Directive: Please rewrite the items between the lines holding "Where can the coastal" and "<point>106,620</point>", inclusive, swapping "rocky headland" for "sea cliff" and keeping everything else the same. Leave the picture out of your answer.

[Begin Source data]

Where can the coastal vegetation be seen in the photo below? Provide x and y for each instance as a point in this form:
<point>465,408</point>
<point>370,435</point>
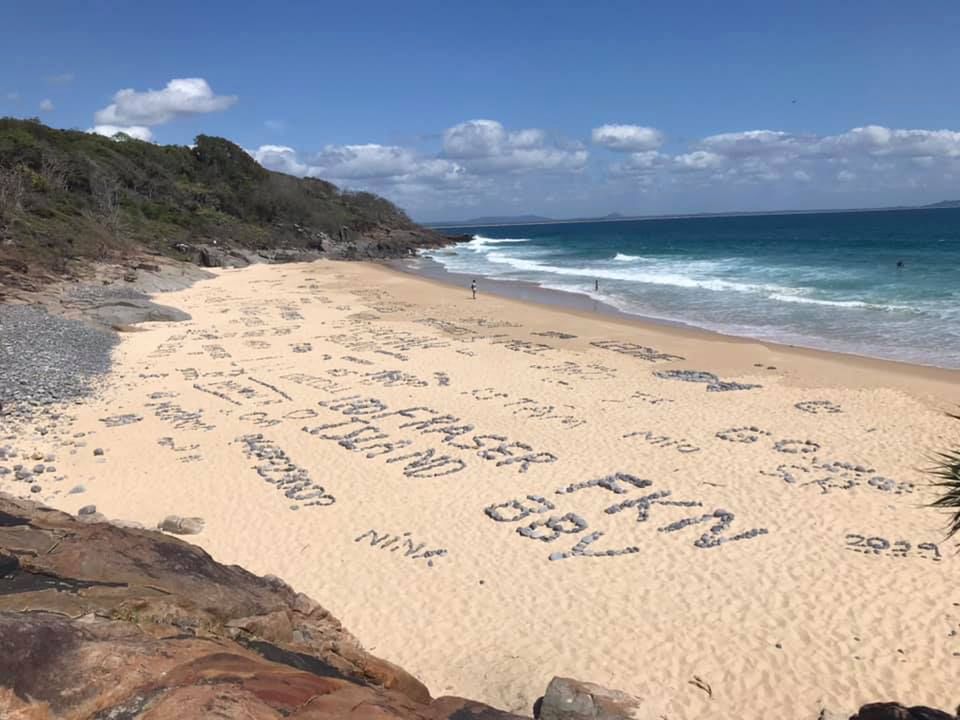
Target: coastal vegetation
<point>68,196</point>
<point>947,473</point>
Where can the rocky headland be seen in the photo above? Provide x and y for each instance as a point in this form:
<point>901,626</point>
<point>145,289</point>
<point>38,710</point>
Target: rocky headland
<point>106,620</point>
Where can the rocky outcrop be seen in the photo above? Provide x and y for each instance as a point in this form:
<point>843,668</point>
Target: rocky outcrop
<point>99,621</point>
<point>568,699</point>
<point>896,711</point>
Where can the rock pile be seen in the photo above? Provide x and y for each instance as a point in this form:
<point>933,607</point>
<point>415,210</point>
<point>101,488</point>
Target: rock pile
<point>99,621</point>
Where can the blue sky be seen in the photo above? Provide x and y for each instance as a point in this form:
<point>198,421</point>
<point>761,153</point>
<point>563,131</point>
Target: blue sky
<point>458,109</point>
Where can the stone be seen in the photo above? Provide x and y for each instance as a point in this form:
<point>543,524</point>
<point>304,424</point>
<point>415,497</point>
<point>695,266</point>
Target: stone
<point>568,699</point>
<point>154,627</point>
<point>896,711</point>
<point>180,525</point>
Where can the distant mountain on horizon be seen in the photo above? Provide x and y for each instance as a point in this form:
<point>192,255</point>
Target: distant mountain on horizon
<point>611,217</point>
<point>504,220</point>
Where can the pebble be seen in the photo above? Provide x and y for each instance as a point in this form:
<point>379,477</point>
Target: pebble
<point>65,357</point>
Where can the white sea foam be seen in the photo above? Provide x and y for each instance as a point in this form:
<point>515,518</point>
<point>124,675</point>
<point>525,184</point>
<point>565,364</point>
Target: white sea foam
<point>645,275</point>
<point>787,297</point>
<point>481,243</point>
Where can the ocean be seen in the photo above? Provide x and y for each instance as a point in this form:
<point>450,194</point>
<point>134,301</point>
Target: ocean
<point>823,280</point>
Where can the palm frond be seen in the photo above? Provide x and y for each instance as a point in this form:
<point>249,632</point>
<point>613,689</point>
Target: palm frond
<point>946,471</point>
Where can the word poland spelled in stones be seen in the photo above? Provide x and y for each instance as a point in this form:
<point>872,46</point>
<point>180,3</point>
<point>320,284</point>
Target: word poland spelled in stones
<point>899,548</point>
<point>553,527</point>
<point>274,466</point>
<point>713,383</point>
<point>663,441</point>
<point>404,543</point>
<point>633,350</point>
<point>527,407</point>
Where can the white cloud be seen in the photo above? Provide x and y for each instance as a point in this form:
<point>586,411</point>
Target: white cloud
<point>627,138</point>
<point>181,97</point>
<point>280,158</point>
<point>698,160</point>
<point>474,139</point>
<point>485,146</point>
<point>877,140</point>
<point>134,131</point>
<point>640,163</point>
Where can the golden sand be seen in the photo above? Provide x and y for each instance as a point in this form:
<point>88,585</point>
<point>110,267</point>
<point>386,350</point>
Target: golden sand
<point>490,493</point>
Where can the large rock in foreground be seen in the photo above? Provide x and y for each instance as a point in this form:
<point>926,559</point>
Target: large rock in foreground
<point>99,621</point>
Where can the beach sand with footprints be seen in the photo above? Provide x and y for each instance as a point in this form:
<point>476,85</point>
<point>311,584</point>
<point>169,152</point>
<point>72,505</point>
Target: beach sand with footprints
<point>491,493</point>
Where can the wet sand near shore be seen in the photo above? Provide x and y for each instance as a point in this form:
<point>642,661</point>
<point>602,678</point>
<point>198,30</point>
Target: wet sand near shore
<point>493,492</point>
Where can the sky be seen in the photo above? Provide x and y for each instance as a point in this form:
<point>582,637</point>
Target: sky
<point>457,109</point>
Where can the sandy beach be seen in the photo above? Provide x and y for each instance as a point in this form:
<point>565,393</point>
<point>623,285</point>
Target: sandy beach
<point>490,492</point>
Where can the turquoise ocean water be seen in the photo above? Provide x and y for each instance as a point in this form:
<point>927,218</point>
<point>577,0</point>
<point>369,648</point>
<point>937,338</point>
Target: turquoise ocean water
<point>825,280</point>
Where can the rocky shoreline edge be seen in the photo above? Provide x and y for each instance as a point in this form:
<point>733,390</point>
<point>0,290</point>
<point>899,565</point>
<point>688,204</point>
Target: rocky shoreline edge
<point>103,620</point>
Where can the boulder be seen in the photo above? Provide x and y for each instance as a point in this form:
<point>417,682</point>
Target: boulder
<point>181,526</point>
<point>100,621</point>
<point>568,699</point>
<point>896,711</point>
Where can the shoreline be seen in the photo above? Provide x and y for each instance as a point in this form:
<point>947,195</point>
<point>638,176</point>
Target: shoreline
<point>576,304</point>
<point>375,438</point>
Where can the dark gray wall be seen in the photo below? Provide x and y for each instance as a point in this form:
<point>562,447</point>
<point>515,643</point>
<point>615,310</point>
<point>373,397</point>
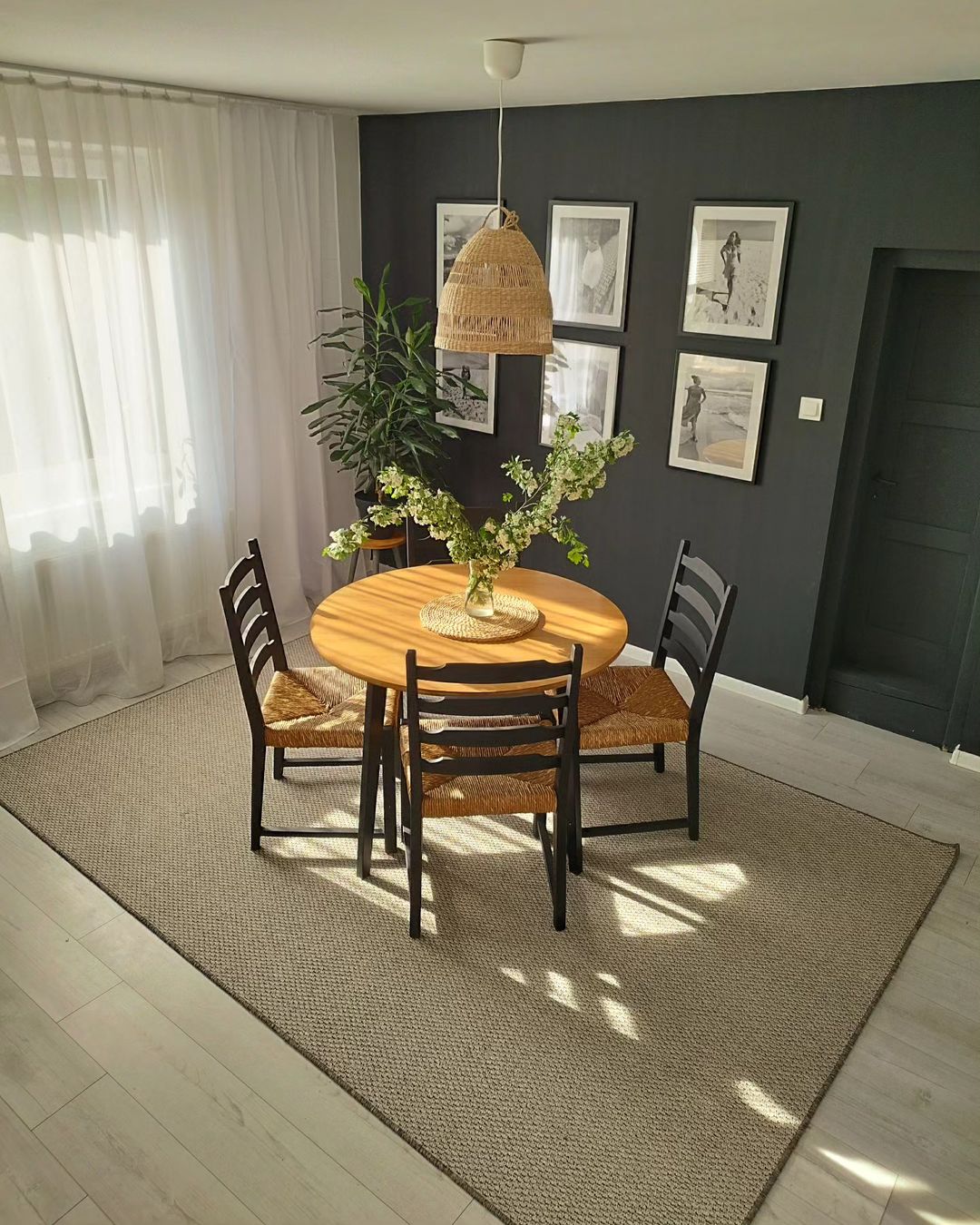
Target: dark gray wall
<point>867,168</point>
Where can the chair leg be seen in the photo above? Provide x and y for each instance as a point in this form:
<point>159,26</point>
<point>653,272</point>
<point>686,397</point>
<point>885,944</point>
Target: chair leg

[End Source data]
[Begin Source data]

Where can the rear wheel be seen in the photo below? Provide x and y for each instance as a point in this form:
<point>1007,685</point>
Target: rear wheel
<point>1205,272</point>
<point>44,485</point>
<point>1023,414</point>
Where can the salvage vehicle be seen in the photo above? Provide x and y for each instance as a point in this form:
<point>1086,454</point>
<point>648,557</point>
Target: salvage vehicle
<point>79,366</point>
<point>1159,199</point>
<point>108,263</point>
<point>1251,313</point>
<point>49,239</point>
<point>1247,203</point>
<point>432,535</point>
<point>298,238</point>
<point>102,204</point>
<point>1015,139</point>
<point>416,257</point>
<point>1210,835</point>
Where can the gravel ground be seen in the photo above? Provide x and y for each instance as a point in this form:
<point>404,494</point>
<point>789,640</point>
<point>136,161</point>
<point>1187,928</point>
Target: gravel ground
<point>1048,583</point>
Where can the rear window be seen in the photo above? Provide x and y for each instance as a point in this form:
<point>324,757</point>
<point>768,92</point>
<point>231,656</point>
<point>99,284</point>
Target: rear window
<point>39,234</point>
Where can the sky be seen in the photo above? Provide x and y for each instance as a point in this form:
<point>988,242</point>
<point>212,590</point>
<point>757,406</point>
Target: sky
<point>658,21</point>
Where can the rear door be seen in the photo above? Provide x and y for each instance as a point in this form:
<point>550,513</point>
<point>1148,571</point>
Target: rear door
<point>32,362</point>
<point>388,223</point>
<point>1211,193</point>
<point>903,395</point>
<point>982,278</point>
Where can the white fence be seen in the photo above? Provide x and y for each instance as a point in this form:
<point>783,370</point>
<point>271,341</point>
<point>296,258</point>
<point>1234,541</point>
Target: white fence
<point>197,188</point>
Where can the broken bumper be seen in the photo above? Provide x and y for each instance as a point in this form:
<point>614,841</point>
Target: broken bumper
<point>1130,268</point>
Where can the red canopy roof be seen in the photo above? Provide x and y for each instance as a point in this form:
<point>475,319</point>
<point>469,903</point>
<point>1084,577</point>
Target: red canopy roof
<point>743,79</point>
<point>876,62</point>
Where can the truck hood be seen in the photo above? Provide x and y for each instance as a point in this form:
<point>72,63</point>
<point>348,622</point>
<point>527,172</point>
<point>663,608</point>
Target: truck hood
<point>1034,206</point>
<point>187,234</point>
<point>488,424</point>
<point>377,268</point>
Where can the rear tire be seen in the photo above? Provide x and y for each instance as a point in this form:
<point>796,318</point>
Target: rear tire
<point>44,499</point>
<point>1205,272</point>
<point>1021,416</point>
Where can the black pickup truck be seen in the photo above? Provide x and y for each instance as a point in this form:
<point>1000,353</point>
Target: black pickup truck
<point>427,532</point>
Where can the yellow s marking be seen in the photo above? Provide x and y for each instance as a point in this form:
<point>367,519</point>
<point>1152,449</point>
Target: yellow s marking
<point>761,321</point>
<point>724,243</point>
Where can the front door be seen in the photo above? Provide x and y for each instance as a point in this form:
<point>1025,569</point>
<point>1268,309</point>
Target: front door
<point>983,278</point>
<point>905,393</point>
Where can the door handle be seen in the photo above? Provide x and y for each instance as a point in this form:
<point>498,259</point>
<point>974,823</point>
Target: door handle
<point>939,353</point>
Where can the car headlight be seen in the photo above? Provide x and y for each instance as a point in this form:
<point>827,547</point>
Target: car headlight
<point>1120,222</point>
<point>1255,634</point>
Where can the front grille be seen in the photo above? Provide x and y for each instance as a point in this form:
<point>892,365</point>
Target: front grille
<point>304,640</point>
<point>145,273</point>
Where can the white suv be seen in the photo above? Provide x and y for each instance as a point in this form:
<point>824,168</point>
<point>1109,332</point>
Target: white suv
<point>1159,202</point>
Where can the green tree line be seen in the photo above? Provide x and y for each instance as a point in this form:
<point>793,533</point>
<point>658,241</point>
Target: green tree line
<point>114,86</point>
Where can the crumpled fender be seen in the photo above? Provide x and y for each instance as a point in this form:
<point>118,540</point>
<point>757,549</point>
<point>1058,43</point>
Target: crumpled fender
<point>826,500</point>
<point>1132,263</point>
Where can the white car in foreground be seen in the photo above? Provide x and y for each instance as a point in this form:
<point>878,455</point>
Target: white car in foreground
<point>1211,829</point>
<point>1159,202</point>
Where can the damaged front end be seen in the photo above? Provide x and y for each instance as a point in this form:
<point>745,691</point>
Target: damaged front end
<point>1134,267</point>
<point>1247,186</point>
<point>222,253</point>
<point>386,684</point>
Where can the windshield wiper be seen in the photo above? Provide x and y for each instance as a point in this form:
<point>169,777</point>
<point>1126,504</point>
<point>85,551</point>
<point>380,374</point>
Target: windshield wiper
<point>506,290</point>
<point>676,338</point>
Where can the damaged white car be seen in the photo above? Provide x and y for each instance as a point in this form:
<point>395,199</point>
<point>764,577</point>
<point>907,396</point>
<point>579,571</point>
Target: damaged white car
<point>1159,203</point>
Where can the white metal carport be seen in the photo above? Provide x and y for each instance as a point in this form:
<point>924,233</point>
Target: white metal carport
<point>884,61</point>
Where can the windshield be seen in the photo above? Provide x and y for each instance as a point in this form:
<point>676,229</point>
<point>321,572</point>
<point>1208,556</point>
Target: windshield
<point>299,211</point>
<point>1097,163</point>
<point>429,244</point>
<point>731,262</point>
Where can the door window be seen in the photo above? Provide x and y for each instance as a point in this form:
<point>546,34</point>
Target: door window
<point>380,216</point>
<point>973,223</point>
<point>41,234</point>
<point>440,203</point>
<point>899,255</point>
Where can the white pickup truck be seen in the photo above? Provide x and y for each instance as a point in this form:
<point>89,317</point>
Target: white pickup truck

[End Source data]

Solution:
Where can the coastal vegetation be seen in the photo below? Provide x and y for each instance as a point in this form:
<point>465,408</point>
<point>370,435</point>
Target: coastal vegetation
<point>68,196</point>
<point>947,473</point>
Where can the sea cliff be seen in the photo above? Provide x and y for each instance as a point in this form:
<point>901,626</point>
<point>145,289</point>
<point>38,710</point>
Target: sea cliff
<point>106,620</point>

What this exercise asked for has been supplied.